#### Work to complete
Copy out the final stretch of the listing: the line that contains "point: the street" and all lines after it, exactly as they appear.

#### Records to process
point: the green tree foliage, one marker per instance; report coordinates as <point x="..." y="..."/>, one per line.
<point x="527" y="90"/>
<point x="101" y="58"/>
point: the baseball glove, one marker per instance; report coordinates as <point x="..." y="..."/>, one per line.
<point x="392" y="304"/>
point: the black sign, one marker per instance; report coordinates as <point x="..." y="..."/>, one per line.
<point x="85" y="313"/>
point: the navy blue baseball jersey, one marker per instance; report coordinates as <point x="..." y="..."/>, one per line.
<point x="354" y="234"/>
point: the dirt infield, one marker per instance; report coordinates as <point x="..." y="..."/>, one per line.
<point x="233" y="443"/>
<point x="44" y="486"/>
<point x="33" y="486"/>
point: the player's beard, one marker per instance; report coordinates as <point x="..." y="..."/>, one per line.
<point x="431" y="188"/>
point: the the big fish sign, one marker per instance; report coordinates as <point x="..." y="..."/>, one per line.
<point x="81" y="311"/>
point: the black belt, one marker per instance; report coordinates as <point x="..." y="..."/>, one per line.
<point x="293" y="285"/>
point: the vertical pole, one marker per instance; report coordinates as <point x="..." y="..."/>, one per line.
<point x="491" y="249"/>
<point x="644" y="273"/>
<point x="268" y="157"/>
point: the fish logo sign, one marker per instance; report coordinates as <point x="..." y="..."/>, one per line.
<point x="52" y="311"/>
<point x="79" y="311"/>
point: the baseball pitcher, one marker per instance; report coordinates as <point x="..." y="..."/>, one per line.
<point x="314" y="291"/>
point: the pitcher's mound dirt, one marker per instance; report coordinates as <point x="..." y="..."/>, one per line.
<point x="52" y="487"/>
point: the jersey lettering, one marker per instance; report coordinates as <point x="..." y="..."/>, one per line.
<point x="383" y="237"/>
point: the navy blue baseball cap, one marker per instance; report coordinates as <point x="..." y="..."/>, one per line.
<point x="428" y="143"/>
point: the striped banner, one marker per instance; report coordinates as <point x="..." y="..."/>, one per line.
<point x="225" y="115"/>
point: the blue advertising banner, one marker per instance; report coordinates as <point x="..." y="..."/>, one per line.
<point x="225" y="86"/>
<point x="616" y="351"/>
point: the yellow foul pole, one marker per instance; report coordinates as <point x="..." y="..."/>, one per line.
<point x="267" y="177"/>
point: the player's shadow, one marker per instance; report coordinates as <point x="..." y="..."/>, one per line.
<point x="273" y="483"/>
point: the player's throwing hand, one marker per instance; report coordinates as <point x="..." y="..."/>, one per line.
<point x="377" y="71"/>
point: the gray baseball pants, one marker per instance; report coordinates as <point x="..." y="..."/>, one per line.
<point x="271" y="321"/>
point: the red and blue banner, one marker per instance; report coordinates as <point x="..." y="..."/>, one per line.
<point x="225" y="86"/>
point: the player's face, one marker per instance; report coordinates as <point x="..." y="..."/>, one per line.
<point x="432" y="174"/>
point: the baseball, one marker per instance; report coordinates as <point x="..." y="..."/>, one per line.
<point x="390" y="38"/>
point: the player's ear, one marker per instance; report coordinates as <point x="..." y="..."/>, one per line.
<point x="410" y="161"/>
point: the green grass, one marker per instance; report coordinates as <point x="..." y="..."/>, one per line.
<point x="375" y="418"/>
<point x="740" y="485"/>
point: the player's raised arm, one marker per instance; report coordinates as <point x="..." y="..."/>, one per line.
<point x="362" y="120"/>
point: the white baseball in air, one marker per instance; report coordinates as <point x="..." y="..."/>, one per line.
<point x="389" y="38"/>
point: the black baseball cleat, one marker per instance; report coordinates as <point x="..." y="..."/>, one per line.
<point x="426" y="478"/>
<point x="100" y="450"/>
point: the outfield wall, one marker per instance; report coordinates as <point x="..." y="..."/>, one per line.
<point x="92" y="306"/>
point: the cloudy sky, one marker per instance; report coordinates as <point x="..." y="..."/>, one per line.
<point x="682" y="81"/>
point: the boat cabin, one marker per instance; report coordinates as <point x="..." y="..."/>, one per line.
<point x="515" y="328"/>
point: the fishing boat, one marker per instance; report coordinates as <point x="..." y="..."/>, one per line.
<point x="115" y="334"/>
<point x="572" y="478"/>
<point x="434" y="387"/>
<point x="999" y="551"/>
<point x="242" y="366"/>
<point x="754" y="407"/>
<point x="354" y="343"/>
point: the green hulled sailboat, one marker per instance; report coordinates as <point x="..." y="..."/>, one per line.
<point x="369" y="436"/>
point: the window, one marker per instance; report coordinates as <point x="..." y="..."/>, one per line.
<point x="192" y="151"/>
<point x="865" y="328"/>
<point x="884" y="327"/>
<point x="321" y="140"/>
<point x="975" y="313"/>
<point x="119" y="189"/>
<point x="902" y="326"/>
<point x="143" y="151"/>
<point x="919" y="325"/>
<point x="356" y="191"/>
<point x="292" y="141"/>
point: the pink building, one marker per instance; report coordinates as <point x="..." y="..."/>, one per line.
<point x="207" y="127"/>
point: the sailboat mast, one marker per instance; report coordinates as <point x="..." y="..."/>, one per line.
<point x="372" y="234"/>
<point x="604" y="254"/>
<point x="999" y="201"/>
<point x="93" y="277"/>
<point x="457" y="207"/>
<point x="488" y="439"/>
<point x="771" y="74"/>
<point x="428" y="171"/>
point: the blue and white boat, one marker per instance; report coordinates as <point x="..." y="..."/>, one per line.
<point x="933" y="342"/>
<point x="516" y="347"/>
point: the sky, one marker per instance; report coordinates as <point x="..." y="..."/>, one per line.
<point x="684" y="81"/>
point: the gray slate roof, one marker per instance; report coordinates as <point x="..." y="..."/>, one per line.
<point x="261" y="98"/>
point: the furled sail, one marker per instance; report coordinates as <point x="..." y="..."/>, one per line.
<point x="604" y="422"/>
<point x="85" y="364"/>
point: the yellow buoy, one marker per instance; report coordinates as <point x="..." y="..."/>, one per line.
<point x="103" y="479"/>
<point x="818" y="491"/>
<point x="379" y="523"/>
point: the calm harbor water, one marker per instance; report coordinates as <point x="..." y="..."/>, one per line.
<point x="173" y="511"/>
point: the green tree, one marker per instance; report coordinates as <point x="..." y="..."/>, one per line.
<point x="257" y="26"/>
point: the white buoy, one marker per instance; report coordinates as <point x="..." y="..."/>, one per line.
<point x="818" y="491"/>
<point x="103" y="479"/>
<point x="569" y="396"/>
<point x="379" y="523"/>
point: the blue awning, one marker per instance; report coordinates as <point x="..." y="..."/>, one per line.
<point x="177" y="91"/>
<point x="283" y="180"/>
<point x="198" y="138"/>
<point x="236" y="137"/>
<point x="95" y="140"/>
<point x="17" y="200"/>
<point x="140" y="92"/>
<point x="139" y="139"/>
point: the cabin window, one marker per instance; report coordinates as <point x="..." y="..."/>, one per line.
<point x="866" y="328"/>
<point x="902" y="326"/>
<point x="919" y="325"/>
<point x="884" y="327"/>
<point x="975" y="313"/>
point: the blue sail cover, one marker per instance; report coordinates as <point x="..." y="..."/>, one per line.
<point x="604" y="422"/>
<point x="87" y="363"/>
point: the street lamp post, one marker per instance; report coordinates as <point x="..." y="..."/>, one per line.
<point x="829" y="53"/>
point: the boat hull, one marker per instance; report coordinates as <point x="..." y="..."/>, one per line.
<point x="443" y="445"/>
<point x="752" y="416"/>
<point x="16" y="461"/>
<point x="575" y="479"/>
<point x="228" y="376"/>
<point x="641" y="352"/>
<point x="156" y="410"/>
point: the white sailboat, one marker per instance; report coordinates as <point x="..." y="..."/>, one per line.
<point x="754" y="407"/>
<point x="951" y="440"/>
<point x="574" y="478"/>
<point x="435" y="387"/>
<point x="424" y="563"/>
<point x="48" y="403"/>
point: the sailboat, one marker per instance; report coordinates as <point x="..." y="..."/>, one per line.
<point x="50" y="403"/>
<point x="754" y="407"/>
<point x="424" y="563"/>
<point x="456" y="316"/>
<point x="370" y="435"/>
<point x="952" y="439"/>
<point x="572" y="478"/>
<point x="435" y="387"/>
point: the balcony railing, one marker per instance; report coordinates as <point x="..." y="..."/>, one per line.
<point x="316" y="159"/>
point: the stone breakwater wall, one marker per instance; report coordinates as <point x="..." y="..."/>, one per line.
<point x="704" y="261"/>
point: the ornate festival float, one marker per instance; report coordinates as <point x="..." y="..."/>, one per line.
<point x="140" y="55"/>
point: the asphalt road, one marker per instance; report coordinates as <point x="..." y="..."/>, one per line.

#### Answer to this task
point: the street lamp post, one marker per instance; report coordinates as <point x="..." y="..."/>, one per line.
<point x="829" y="53"/>
point: the boat hull, one marker per instance; report coordinates as <point x="..." y="..."/>, one per line.
<point x="443" y="445"/>
<point x="752" y="416"/>
<point x="16" y="461"/>
<point x="575" y="479"/>
<point x="228" y="376"/>
<point x="641" y="352"/>
<point x="156" y="410"/>
point: the white sailboat, one marker per instance; report coordinates as <point x="..." y="..."/>, one per line.
<point x="754" y="407"/>
<point x="951" y="440"/>
<point x="574" y="478"/>
<point x="435" y="387"/>
<point x="424" y="563"/>
<point x="48" y="403"/>
point: the sailboat, one marker per instance; report coordinates as <point x="..." y="..."/>, one per line.
<point x="50" y="403"/>
<point x="754" y="407"/>
<point x="424" y="563"/>
<point x="456" y="316"/>
<point x="370" y="435"/>
<point x="952" y="439"/>
<point x="572" y="478"/>
<point x="435" y="387"/>
point: the balcony railing, one marker per instance; report coordinates as <point x="..." y="..."/>, one per line.
<point x="316" y="159"/>
point: the stone breakwater wall, one marker per instance; report coordinates as <point x="..." y="..."/>, one per line.
<point x="704" y="261"/>
point: the ornate festival float, one marker per instance; report coordinates as <point x="..." y="..."/>, one per line.
<point x="140" y="55"/>
point: the asphalt road, one marker per instance; report coordinates as <point x="..." y="..."/>, one per line.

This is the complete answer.